EXCERPTED TEXT —
%%

0

When I run this:

import pandas as pd

data = {'id': ['earn', 'earn','lose', 'earn'],
    'game': ['darts', 'balloons', 'balloons', 'darts']
    }

df = pd.DataFrame(data)
print(df)
print(df.loc[[1],['id']] == 'earn')

The output is:
id game
0 earn darts
1 earn balloons
2 lose balloons
3 earn darts
id
1 True

But when I try to run this loop:

for i in range(len(df)):  
     if (df.loc[[i],['id']] == 'earn'):  
         print('yes')  
     else:  
         print('no')

I get the error 'ValueError: The truth value of a DataFrame is ambiguous. Use a.empty, a.bool(), a.item(), a.any() or a.all().' I am not sure what the problem is. Any help or advice is appreciated -- I am just starting.

I expected the output to be 'yes' from the loop. But I just got the 'ValueError' message. But, when I run the condition by itself, the output is 'True' so I'm not sure what is wrong.

%%

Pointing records
%%

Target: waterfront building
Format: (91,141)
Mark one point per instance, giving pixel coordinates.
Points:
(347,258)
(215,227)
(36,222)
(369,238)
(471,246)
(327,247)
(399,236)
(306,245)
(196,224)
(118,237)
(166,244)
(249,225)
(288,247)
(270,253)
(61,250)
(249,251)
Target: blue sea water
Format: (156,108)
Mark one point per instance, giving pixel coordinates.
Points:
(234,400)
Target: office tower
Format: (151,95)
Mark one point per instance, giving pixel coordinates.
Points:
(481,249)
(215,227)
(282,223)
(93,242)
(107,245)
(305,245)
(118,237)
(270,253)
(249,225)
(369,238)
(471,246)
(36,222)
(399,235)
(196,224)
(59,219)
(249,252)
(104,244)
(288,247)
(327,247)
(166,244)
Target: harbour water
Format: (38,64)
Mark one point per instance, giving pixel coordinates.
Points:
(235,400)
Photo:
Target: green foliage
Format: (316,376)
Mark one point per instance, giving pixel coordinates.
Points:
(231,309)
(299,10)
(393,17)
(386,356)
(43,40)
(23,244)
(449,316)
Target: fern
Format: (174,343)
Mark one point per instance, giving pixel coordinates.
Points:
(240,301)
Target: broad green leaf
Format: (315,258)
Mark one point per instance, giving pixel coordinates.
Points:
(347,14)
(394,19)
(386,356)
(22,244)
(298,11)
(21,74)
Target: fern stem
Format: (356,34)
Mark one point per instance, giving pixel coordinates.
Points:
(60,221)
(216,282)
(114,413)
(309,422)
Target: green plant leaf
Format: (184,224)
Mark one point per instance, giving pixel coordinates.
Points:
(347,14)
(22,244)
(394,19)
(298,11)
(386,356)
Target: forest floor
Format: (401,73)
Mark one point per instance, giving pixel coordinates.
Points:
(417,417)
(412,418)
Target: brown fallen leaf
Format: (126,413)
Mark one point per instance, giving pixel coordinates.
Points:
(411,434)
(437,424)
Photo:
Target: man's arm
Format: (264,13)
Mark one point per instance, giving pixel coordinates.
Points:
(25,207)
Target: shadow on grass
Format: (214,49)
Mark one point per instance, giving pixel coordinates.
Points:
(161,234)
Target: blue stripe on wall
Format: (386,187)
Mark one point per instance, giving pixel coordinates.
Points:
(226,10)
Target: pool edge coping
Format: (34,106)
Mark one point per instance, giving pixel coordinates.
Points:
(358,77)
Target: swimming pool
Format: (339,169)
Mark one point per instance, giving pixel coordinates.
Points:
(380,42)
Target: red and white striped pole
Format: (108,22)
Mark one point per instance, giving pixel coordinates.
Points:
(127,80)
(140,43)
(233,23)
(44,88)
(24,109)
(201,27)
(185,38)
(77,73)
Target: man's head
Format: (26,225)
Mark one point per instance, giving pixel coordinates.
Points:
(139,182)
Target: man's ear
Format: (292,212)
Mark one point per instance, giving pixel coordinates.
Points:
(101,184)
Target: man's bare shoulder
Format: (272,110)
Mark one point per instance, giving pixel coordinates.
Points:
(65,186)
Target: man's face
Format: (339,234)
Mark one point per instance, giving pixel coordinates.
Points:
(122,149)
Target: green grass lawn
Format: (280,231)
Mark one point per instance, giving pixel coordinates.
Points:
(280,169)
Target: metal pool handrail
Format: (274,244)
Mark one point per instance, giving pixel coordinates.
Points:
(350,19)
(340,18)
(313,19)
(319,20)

%%

WORK INSTRUCTIONS —
A. In the pandas question, what output did the poster expect the loop to print?
B. Reproduce the stretch of the pandas question from "I get the error" through "am just starting.".

SOLUTIONS —
A. The poster expected the loop to print 'yes'.

B.
I get the error 'ValueError: The truth value of a DataFrame is ambiguous. Use a.empty, a.bool(), a.item(), a.any() or a.all().' I am not sure what the problem is. Any help or advice is appreciated -- I am just starting.